## Task to carry out
Set down the entries that follow exactly as written, leaving out any images.
--- Task data Enclosed Below ---
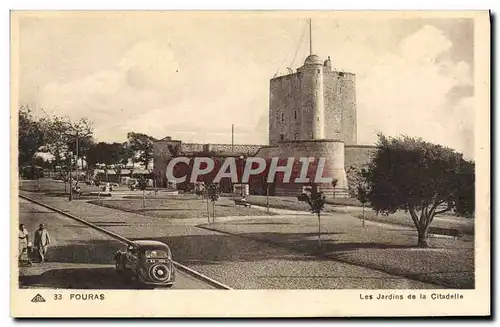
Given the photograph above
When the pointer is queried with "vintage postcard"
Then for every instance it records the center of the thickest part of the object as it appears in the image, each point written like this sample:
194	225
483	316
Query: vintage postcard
250	164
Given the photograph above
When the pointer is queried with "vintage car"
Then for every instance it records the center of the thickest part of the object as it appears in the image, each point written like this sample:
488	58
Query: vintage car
148	263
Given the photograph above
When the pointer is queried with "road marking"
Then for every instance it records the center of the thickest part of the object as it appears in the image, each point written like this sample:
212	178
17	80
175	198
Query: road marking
181	267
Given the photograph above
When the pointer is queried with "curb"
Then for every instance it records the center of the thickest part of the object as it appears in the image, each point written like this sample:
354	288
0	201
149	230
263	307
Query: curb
122	239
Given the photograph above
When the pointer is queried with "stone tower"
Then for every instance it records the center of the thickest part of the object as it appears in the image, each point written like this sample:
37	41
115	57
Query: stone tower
314	103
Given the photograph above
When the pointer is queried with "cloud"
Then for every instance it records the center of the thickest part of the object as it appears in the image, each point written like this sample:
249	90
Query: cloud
406	92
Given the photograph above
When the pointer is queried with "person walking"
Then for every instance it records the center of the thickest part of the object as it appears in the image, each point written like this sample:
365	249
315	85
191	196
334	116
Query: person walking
23	244
42	241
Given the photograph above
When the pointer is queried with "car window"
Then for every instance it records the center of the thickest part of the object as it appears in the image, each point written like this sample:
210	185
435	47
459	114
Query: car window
156	254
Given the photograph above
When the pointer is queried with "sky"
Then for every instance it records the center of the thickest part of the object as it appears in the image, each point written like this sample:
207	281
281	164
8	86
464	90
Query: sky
192	76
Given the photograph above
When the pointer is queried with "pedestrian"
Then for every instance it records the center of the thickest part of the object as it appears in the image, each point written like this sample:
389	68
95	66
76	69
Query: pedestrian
42	241
23	244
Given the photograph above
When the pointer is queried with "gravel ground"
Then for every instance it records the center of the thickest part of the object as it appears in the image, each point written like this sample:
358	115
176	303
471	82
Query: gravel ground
449	262
181	207
237	261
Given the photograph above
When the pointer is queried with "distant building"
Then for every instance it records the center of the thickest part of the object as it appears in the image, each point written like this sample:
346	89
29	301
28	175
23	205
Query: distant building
312	113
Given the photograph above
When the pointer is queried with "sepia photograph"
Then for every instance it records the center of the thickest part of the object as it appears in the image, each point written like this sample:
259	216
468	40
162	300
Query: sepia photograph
282	153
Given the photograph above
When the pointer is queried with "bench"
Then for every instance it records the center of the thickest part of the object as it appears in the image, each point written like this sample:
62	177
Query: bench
241	202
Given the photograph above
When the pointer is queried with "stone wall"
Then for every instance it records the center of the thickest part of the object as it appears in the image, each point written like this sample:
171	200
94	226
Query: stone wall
293	99
331	150
285	108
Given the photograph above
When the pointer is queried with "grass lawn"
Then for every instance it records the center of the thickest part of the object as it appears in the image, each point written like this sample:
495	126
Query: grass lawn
180	207
448	262
446	224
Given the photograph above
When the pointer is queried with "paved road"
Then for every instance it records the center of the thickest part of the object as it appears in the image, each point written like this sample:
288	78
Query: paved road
80	257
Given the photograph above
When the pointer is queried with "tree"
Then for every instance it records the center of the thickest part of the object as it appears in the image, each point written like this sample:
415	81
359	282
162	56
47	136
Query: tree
142	184
358	187
334	185
421	178
316	201
31	136
213	195
142	146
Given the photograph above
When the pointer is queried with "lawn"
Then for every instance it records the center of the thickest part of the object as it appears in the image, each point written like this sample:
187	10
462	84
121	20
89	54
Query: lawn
448	262
445	224
181	206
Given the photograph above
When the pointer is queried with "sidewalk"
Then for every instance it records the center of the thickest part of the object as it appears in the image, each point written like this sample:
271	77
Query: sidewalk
236	261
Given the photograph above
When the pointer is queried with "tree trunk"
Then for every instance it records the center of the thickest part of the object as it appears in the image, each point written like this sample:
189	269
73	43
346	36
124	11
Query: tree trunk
319	229
208	211
267	198
422	237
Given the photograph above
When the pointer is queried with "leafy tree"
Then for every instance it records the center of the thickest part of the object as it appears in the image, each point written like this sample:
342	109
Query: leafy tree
316	201
421	178
142	146
142	184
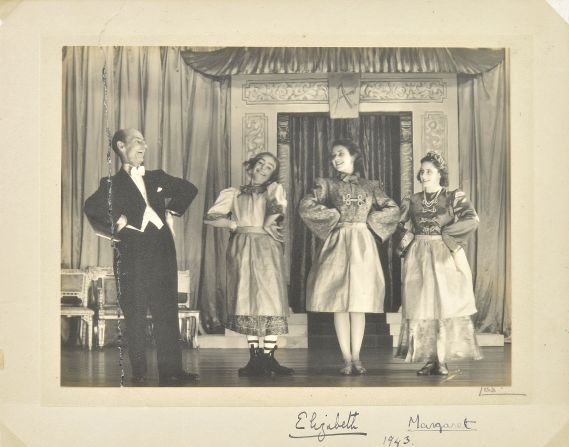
--- End of Enclosed Task data ---
## Answer
Given the photograph above
When the pointer is queried with "vintage postcard"
Then for every instance it records the center of the thickest part of the object as it appears in the image, each point written like this sample:
194	225
483	316
Query: vintage postcard
250	164
Given the photograph above
When the pointer is queried with "vintage car"
Then for every instance it records the center of the thickest part of the object as it appears in the image, each point written like this sample:
488	58
Query: vintage car
148	263
Given the photograph above
When the pointer is queried with "road marking"
Then for every instance it records the center of the thickest part of the object as it appears in the image, each point written like this sample:
212	178
17	80
175	198
Query: road marking
181	267
Given the photograph above
When the pointer is queried with "curb"
Then for every instance it records the center of the thickest part of the object as it appears in the image, each point written like this sample:
354	288
0	201
149	230
263	307
Query: curb
122	239
Given the photograph above
When the pointer is queried with "stone tower"
Then for every instance it records the center of the thickest part of the object as it appears in the image, each point written like this sample:
37	41
115	57
Query: stone tower
314	103
Given the photograph above
When the pointer is queried with "cloud"
Then for every instance it records the center of the thickest part of the object as it appears in the image, each point written like this sample:
249	90
Query: cloud
406	92
Given the photograph above
When the pointer is queried with "person walking"
Then for every instance it records the center of the thickest part of the object as it appears in the image, each point written like this sample:
365	249
315	85
191	196
334	116
Query: person walking
23	244
42	241
Given the photograph above
When the pointer is queried with "car window"
Then for every instance it records the center of the thickest part of the object as it appears in the image, each point written like this sample:
210	185
435	47
459	114
Query: car window
156	254
Given the photograph above
When the pointer is queried with "sky"
Then for every instance it records the center of the thickest part of the object as it appears in the image, each point written like this sample:
207	281
281	164
8	86
464	90
Query: sky
192	76
Given the photograph above
When the pointer is queried with "pedestrian"
Then for every instance it records the center of the thickest part of the object as it appears in the image, each point written like this sample:
389	68
95	66
76	69
Query: pedestrian
42	241
23	244
Given the photograph above
When the pointer is queried with "gravel ground"
Then for every instance it records the center of the thickest part of the object as it appears in the image, each point written like this sample:
358	115
176	303
471	82
Query: gravel ground
449	262
181	207
237	261
Given the photograph above
When the pointer is queried with "distant building"
Then for every instance it records the center of the thickest part of the object as it appears in the image, each point written like this sample:
346	89
29	301
28	175
23	205
Query: distant building
312	113
Given the photograph above
When the pointer is queried with "sepia photograph"
Then for every instance it records the center of the thickest part of the object as it appears in the image, each point written like this sample:
259	216
468	40
162	300
Query: sepia photograph
282	153
Given the photograph above
When the pointer is queried with "bench"
Then for every instance it records the center of the thickest part of the object as it appears in the image, each point written like this sample:
62	177
Query: bench
241	202
Given the photograph above
When the pointer is queried with "stone wall"
Then for every instance it records the center of the thickest part of the object as it appears in the image, each point written like this sample:
171	200
94	226
Query: stone wall
293	99
331	150
285	108
Given the photograph above
When the pointer is queried with "grass lawn"
Then for every instance it records the center of the thickest part of the object as it appears in the image, each point written like this sample:
495	126
Query: grass lawn
180	207
448	262
446	224
Given the photograph above
When the pointer is queried with "paved road"
Then for every instance it records the center of the thickest part of the object as it appears in the image, each point written like this sample:
288	78
Query: paved road
80	257
Given the photograph above
When the pointer is queried with "tree"
Then for every instance it records the center of the thickest part of the object as it appears in the image, each point written like this sample:
415	81
359	282
162	56
47	136
Query: tree
142	184
358	187
334	185
421	178
316	201
31	136
213	195
142	146
Given the photograph above
When the pointer is queried with "lawn"
Then for every instance it records the center of the thickest part of the object as it appears in the image, each point written like this sample:
187	10
462	84
121	20
89	54
Query: lawn
448	262
445	224
181	206
Given the photograph above
When the pointer is queried with "sidewalk"
Then for every instance it records the center of the thickest part of the object as it appears in the image, each point written like this sample:
271	77
Query: sidewalk
236	261
Given the photograph above
When the pointer is queried with "tree trunk"
Then for every instance it records the center of the thickest part of the object as it appears in the image, each point written like this sample:
189	269
73	43
346	36
124	11
Query: tree trunk
319	229
208	211
267	198
422	237
Given the photograph above
When the pointer is queried with "leafy tree"
Then for every instance it records the center of the thickest part of the object as it appears in the image, each point written like this sample:
342	109
Query: leafy tree
316	201
421	178
142	146
142	184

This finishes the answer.